I got the 80% success from Sankarshan's posterous -
http://sankarshan.posterous.com/the-plan-to-create-a-digital-library-of-100…
<http://sankarshan.posterous.com/the-plan-to-create-a-digital-library-of-100-c>The
problem that Ashwin Baindur raised was the improper digitisation effort. A
rough Google search tells me that C-DAC is doing the digitisation for the
Maharashtra Archives -
http://www.cdac.in/html/egov/mda.aspx - which as
Ashwin raised the point is stored on compact disks. Interestingly they are
using SQL and Visual Basic under Windows NT. I am not sure if this is a good
thing. I also do not know when this project was done either. So, not sure if
those were then current technologies.
We discussed yesterday that Maharashtra Archives being a public institution
(or for that matter any public institution) should ideally make these
documents either public domain or release under an open copyright (do
correct me if I am wrong with terminology).

**What you will do:**
1. In the Maharashtra Archives post, why should the archives make their documents public domain or release them under an open copyright? Answer in one to three sentences.
2. Duplicate the Maharashtra Archives post from "I got the 80%" to "then current technologies.".
3. Go on with the Maharashtra Archives post from the point where it stops.

**Supplied information:**
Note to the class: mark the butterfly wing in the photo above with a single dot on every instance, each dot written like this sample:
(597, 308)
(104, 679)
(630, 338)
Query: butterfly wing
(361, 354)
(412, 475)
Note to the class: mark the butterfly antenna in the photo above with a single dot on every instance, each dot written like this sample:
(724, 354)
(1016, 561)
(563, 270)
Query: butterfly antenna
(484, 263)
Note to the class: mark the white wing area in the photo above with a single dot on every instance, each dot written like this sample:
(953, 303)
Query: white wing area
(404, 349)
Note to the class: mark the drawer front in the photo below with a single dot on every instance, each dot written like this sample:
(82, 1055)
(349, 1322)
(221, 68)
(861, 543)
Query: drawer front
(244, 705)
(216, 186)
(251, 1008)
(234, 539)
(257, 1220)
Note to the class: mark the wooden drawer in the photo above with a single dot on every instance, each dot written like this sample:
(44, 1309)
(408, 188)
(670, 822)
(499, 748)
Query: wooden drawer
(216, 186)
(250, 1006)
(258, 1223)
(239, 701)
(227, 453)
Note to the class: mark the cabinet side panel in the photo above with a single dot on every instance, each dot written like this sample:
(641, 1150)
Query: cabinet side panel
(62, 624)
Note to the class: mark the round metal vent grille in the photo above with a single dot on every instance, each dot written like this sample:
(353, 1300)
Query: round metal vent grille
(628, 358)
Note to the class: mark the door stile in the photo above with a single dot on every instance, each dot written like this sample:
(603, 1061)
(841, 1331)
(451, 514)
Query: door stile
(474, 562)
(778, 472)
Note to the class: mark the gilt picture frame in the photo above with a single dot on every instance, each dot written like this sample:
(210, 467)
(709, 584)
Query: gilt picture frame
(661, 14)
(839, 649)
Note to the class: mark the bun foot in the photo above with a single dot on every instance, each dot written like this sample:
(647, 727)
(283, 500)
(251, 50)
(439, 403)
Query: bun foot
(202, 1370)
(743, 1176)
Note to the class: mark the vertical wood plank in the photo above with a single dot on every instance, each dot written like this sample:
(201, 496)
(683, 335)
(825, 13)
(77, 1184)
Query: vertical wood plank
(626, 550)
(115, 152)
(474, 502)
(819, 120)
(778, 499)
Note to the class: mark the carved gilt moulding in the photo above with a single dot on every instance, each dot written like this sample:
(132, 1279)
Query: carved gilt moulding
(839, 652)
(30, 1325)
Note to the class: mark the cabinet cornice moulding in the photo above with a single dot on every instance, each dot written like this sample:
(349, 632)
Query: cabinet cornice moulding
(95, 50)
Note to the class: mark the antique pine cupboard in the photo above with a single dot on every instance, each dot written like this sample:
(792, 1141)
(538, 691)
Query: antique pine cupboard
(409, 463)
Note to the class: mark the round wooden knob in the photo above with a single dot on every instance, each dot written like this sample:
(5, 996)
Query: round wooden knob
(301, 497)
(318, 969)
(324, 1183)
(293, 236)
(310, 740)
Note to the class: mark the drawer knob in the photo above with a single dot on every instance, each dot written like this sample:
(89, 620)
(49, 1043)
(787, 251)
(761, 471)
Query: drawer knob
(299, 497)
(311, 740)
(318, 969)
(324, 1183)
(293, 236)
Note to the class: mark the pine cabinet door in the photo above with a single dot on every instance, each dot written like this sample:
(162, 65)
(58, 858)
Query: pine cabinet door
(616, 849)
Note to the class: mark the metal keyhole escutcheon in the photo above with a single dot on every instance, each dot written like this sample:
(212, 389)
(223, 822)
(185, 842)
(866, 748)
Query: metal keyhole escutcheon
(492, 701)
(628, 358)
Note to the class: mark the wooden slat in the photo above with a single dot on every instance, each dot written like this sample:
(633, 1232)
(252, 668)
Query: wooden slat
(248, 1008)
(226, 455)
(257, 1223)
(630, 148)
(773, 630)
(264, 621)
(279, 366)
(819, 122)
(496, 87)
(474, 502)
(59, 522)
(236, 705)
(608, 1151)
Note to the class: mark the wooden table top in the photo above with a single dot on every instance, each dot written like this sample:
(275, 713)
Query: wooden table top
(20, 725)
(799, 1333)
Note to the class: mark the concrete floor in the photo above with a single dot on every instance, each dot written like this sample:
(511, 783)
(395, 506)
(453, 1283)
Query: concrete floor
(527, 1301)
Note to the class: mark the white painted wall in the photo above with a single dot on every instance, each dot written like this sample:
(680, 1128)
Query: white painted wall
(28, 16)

**In response:**
1. The reason given is that the Maharashtra Archives is a public institution. The post adds that the same would apply to any public institution.

2.
I got the 80% success from Sankarshan's posterous -
http://sankarshan.posterous.com/the-plan-to-create-a-digital-library-of-100…
<http://sankarshan.posterous.com/the-plan-to-create-a-digital-library-of-100-c>The
problem that Ashwin Baindur raised was the improper digitisation effort. A
rough Google search tells me that C-DAC is doing the digitisation for the
Maharashtra Archives -
http://www.cdac.in/html/egov/mda.aspx - which as
Ashwin raised the point is stored on compact disks. Interestingly they are
using SQL and Visual Basic under Windows NT. I am not sure if this is a good
thing. I also do not know when this project was done either. So, not sure if
those were then current technologies.

3.
warm regards,
Pradeep
On 14 February 2011 11:29, Pradeep Mohandas <pradeep.mohandas(a)gmail.com>wrote;wrote:
hi,
At the discussion yesterday, we were told that the OCR did not work at all
in case of many Indian languages. Also, as a person who does not understand
OCR at all, can any one help me with what they mean by a 80% successful
OCR?
The other end of the process is the digitisation machine needed to convert
the physical text into image. Any ideas on availability and cost of a museum
grade digitisation machine? I am sure you cannot and the archives will not
let you use an ordinary device to handle these documents.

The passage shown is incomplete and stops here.